▽

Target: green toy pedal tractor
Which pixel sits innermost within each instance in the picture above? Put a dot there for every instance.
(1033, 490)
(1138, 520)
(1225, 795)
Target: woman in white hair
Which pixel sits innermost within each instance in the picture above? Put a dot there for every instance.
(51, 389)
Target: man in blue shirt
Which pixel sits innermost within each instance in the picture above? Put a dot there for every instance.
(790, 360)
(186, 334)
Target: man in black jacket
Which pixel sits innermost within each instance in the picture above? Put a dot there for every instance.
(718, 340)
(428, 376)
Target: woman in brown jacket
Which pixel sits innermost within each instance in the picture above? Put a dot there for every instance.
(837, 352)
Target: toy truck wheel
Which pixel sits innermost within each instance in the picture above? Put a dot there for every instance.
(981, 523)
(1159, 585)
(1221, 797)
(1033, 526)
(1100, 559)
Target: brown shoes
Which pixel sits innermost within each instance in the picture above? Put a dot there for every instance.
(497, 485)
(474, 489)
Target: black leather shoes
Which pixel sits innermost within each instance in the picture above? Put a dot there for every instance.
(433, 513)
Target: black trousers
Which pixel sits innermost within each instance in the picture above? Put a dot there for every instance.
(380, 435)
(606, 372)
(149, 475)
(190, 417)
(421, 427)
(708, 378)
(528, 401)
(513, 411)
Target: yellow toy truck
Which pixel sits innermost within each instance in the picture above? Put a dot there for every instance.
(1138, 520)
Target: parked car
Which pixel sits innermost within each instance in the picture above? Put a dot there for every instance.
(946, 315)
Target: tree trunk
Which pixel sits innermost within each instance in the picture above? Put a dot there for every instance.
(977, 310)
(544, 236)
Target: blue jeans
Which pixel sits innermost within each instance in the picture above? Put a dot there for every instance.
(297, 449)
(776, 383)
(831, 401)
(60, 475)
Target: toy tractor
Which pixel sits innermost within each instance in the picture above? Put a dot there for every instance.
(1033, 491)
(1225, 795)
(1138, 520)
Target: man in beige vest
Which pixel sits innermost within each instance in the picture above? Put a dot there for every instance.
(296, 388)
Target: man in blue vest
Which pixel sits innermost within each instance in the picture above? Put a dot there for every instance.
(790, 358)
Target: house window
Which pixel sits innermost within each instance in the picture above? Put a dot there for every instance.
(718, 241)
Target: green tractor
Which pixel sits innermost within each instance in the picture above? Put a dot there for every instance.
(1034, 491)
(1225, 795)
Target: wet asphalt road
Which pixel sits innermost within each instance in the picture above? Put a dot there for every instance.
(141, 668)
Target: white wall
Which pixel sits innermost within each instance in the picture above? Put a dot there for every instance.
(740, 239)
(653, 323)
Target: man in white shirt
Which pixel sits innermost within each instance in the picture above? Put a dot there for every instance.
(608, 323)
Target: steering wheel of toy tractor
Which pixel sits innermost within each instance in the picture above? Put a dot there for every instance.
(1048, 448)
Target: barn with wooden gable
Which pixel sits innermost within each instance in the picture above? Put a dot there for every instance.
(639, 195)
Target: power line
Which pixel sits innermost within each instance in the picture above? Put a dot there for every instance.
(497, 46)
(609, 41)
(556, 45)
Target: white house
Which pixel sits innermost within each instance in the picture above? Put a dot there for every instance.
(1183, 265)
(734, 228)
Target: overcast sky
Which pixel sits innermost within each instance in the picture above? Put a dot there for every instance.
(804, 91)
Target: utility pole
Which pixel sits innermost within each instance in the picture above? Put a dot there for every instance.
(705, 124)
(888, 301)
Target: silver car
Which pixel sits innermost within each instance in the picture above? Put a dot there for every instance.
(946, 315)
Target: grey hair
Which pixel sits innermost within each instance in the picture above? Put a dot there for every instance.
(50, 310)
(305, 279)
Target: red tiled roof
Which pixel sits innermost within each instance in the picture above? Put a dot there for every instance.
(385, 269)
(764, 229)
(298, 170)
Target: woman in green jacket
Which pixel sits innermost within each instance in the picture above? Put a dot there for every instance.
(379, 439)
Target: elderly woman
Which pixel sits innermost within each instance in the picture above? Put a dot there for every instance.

△

Exercise details: From the data, list each line in which the string "jacket" appears.

Output:
Target: man in black jacket
Target: woman in brown jacket
Target: woman in green jacket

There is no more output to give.